- Choreographer: Crystal Pite
- Music: Max Richter; Antonio Vivaldi;
- Premiere: 24 September 2016 Palais Garnier
- Original ballet company: Paris Opera Ballet
- Design: Nancy Bryant; Jay Gower Taylor; Tom Visser;
- Genre: contemporary ballet

= The Seasons' Canon =

Ballet by Crystal Pite

The Seasons' Canon is a contemporary ballet choreographed by Crystal Pite to Max Richter's recomposition of Vivaldi's The Four Seasons. The ballet is Pite's first work made for the Paris Opera Ballet, and premiered in 24 September 2016 at the Palais Garnier. Pite won the Prix Benois de la Danse for Best Choreographer.

==Production==
Canadian choreographer Crystal Pite was invited by artistic director Benjamin Millepied to create the ballet for the company's opening gala for the season, though he resigned months before the premiere and was succeeded by Aurélie Dupont. At the time, Pite was already an established choreographer, though she was largely unknown in France.

The Seasons' Canon is set to Max Richter's recomposition of Vivaldi's The Four Seasons. The choreography is inspired by the movements of tectonic plates. The ballet is performed by 54 dancers. The original cast includes étoiles Marie-Agnès Gillot, Ludmila Pagliero and Alice Renavand, as well as several premier danseurs. Despite casting some dancers from the higher ranks, she noted, "They have featured roles, but it was important to me that they were women into [sic] the community as well."

_What you will do_.
a) Translate this sentence from the article on The Seasons' Canon into Spanish: "The choreography is inspired by the movements of tectonic plates."
b) Continue the article on The Seasons' Canon, starting after its last sentence.

_Records supplied_.
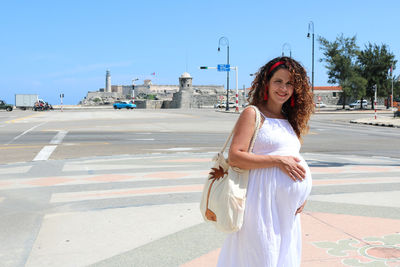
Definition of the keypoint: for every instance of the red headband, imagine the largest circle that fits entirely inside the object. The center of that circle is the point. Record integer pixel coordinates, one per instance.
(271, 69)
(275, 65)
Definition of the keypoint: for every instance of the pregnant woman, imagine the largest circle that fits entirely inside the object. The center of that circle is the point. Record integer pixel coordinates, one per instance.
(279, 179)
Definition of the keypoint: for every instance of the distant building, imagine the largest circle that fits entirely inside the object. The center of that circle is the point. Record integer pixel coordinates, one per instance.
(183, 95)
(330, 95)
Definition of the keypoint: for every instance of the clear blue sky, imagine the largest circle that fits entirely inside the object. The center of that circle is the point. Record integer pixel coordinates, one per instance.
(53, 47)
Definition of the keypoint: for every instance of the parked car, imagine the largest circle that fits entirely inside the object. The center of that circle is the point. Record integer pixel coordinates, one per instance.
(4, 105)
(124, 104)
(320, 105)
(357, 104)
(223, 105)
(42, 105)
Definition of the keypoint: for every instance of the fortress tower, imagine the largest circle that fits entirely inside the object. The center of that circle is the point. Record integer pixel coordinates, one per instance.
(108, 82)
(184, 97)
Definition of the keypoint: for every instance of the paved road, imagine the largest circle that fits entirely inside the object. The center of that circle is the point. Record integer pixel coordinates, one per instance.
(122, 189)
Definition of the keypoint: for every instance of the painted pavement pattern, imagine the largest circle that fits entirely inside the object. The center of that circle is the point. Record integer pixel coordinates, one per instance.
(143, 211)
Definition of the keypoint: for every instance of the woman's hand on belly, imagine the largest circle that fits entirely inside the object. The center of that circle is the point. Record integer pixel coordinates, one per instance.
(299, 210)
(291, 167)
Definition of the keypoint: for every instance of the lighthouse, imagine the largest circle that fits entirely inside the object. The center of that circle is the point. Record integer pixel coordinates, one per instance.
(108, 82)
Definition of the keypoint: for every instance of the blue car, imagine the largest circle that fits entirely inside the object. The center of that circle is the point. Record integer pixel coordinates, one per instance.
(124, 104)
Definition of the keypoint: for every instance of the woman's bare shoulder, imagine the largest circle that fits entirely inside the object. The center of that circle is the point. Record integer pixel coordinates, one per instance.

_List of answers_.
a) La coreografía está inspirada en los movimientos de las placas tectónicas.

b)
Pite was only given four weeks to work on the choreography, which she described as "a sprint." Pite regards herself as a contemporary dance choreographer, and found it difficult to fit into ballet when she was a dancer. However, she enjoyed working with classical ballet dancers because "the kind of architecture they have in their bodies is so ecstatic and beautiful." She added, "The dancers at [Paris Opera Ballet] are amazing, but they have a very different skill set and vocabulary. It stretches me to find a way to deliver their excellence while still staying true to the values that I hold as a choreographer." She described the dancers as "open, willing, generous, patient and delightfully hungry."

The costumes were designed by Nancy Bryant, with khaki green trousers, the men bare-chested and the women in sheer tops. The dancers' throats are painted blue-green. The set and lighting were designed by Jay Gower Taylor and Tom Visser respectively.

==Performances==
The Seasons' Canon premiered in 24 September 2016 at the Palais Garnier. Pacific Northwest Ballet debuted the ballet in November 2022. Boston Ballet debuted the ballet in October 2024.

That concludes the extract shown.